**Task instructions**
Give the entries again exactly, every one of them.

Bounding box annotation entries:
================================

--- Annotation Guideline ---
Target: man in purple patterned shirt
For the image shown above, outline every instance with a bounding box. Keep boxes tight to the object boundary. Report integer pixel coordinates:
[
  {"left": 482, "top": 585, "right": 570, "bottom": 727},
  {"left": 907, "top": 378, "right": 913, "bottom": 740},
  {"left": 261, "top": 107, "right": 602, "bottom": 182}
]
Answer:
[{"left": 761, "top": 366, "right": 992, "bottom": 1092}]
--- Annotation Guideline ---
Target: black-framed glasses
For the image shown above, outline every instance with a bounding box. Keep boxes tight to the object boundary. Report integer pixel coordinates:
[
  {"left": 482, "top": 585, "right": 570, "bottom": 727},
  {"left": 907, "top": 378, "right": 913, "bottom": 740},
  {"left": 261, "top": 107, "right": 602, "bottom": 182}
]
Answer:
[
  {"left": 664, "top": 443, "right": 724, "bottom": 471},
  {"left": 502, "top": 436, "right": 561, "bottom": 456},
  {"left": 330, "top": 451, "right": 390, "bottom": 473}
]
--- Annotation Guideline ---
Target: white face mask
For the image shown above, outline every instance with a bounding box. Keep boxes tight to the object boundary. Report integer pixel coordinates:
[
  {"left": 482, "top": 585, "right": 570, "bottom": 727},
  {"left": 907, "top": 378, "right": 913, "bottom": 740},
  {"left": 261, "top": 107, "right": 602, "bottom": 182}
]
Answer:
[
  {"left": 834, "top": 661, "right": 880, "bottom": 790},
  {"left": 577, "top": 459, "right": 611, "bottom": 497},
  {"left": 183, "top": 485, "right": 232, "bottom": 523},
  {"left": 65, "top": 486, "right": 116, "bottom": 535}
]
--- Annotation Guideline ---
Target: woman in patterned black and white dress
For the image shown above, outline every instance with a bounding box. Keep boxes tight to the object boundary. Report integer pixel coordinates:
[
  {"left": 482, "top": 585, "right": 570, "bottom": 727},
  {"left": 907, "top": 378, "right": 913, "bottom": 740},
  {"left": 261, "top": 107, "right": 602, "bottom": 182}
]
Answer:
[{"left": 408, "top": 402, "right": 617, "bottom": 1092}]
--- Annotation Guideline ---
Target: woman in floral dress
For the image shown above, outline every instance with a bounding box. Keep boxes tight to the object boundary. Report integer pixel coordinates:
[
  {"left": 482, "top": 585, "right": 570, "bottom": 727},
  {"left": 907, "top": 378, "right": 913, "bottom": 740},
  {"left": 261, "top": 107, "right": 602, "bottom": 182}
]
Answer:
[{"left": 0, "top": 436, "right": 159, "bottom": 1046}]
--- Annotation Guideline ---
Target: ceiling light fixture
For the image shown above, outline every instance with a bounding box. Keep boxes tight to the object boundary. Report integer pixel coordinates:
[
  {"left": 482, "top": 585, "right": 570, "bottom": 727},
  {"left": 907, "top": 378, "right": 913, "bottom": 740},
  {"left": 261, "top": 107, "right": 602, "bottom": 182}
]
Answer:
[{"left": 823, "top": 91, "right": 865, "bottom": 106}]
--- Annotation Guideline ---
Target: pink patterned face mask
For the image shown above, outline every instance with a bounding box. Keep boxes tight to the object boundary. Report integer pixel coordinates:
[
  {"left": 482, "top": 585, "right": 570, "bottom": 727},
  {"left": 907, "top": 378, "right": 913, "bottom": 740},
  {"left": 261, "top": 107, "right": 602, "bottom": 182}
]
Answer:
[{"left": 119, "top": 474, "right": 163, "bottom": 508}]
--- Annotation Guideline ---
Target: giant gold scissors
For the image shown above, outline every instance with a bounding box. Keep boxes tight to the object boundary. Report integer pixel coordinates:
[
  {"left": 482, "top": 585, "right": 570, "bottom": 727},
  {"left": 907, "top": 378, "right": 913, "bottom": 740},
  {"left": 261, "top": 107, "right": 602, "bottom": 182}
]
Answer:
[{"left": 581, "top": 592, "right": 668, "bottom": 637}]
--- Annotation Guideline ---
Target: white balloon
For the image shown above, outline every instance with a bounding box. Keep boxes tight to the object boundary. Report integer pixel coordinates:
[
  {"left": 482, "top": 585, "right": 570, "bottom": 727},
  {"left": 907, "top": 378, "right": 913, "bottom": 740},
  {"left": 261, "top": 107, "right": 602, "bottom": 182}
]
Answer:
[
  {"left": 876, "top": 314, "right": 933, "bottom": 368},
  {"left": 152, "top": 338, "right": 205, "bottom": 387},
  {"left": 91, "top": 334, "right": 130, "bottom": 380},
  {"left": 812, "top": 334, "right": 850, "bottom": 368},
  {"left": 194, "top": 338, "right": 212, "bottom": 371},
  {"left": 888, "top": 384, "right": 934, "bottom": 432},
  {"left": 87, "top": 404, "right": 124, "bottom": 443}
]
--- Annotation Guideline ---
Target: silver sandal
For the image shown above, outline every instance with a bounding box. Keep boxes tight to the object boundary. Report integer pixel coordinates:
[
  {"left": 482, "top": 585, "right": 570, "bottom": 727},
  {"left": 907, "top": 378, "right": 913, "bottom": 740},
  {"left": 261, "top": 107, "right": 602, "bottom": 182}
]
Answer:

================================

**Exercise response**
--- Annotation Guideline ---
Target: man in purple patterned shirt
For the image shown above, outline every instance with a bounding box. Keep boxes tight to the object boundary. Report integer pixel coordinates:
[
  {"left": 482, "top": 585, "right": 570, "bottom": 727},
  {"left": 907, "top": 378, "right": 913, "bottom": 740},
  {"left": 261, "top": 107, "right": 602, "bottom": 182}
]
Answer:
[{"left": 761, "top": 366, "right": 992, "bottom": 1092}]
--- Annotation Guideline ---
Target: black-framed glasses
For the image shown above, outline every instance with a bounding box. Keep boxes tight to the object boundary. Report integer pixel coordinates:
[
  {"left": 482, "top": 585, "right": 570, "bottom": 727},
  {"left": 907, "top": 378, "right": 913, "bottom": 740},
  {"left": 261, "top": 107, "right": 602, "bottom": 182}
]
Answer:
[
  {"left": 664, "top": 443, "right": 724, "bottom": 471},
  {"left": 502, "top": 436, "right": 561, "bottom": 456},
  {"left": 330, "top": 451, "right": 390, "bottom": 473}
]
--- Annotation Guideline ---
Target: white face mask
For the image shown above, outline every instance with a bounding box. Keep boxes tight to the object boundary. Report integer pixel coordinates:
[
  {"left": 482, "top": 585, "right": 570, "bottom": 727},
  {"left": 907, "top": 378, "right": 913, "bottom": 740},
  {"left": 261, "top": 107, "right": 602, "bottom": 182}
]
Answer:
[
  {"left": 834, "top": 661, "right": 880, "bottom": 790},
  {"left": 577, "top": 459, "right": 611, "bottom": 497},
  {"left": 183, "top": 485, "right": 232, "bottom": 523},
  {"left": 65, "top": 486, "right": 116, "bottom": 535}
]
--- Annotation Guideline ---
Target: woman in patterned black and white dress
For the image shown above, outline every instance with a bounding box. Keep boxes tight to the object boundary. Report integer pixel coordinates:
[
  {"left": 482, "top": 585, "right": 570, "bottom": 727},
  {"left": 907, "top": 378, "right": 913, "bottom": 740},
  {"left": 261, "top": 107, "right": 602, "bottom": 182}
]
Answer:
[{"left": 408, "top": 402, "right": 617, "bottom": 1092}]
--- Annotation Guideline ---
Target: woman in floral dress
For the image shown above, outline every instance with a bounding box. Keep boxes tight to the object boundary. Report integer pixel coordinates:
[
  {"left": 482, "top": 585, "right": 570, "bottom": 727},
  {"left": 907, "top": 378, "right": 913, "bottom": 740},
  {"left": 261, "top": 107, "right": 602, "bottom": 182}
]
Answer:
[{"left": 0, "top": 436, "right": 159, "bottom": 1046}]
--- Annotation Guideline ---
Target: ceiling light fixture
For the image shown above, outline every instance with a bounding box. Keep boxes tight to the object boundary. Report integer pixel coordinates:
[
  {"left": 482, "top": 585, "right": 570, "bottom": 727},
  {"left": 907, "top": 378, "right": 913, "bottom": 740},
  {"left": 261, "top": 107, "right": 602, "bottom": 182}
]
Answer:
[{"left": 823, "top": 91, "right": 865, "bottom": 106}]
--- Annotation Guideline ---
Target: pink patterned face mask
For the image shown above, outline every instance with a bounding box. Keep boxes tight to the object boundary. Report integer pixel coordinates:
[
  {"left": 482, "top": 585, "right": 570, "bottom": 727},
  {"left": 907, "top": 378, "right": 913, "bottom": 740},
  {"left": 261, "top": 107, "right": 602, "bottom": 182}
]
Answer:
[{"left": 119, "top": 474, "right": 163, "bottom": 508}]
--- Annotation Guideline ---
Target: giant gold scissors
For the image shown above, outline every instance with a bounding box. Keep boxes tight to the object boundary. Report integer pixel coordinates:
[
  {"left": 482, "top": 585, "right": 570, "bottom": 727},
  {"left": 907, "top": 378, "right": 913, "bottom": 740},
  {"left": 261, "top": 107, "right": 602, "bottom": 182}
]
Answer:
[{"left": 581, "top": 592, "right": 668, "bottom": 637}]
--- Annotation Guideline ---
Target: white balloon
For the image shown above, outline every instance with a bounding box. Keep boxes tight to the object boundary. Report integer pixel coordinates:
[
  {"left": 482, "top": 585, "right": 570, "bottom": 727},
  {"left": 907, "top": 378, "right": 913, "bottom": 740},
  {"left": 261, "top": 107, "right": 602, "bottom": 182}
]
Answer:
[
  {"left": 876, "top": 314, "right": 933, "bottom": 368},
  {"left": 152, "top": 338, "right": 205, "bottom": 387},
  {"left": 91, "top": 334, "right": 130, "bottom": 380},
  {"left": 812, "top": 334, "right": 850, "bottom": 368},
  {"left": 194, "top": 338, "right": 212, "bottom": 371},
  {"left": 888, "top": 384, "right": 934, "bottom": 432},
  {"left": 87, "top": 404, "right": 124, "bottom": 443}
]
--- Annotation Guideline ---
Target: silver sandal
For the image shown above, outline every instance with a bounding box. Keep boxes tight to the object boundary. Report integer pixel coordinates:
[
  {"left": 482, "top": 585, "right": 570, "bottom": 727},
  {"left": 907, "top": 378, "right": 913, "bottom": 740},
  {"left": 261, "top": 107, "right": 602, "bottom": 182}
]
Answer:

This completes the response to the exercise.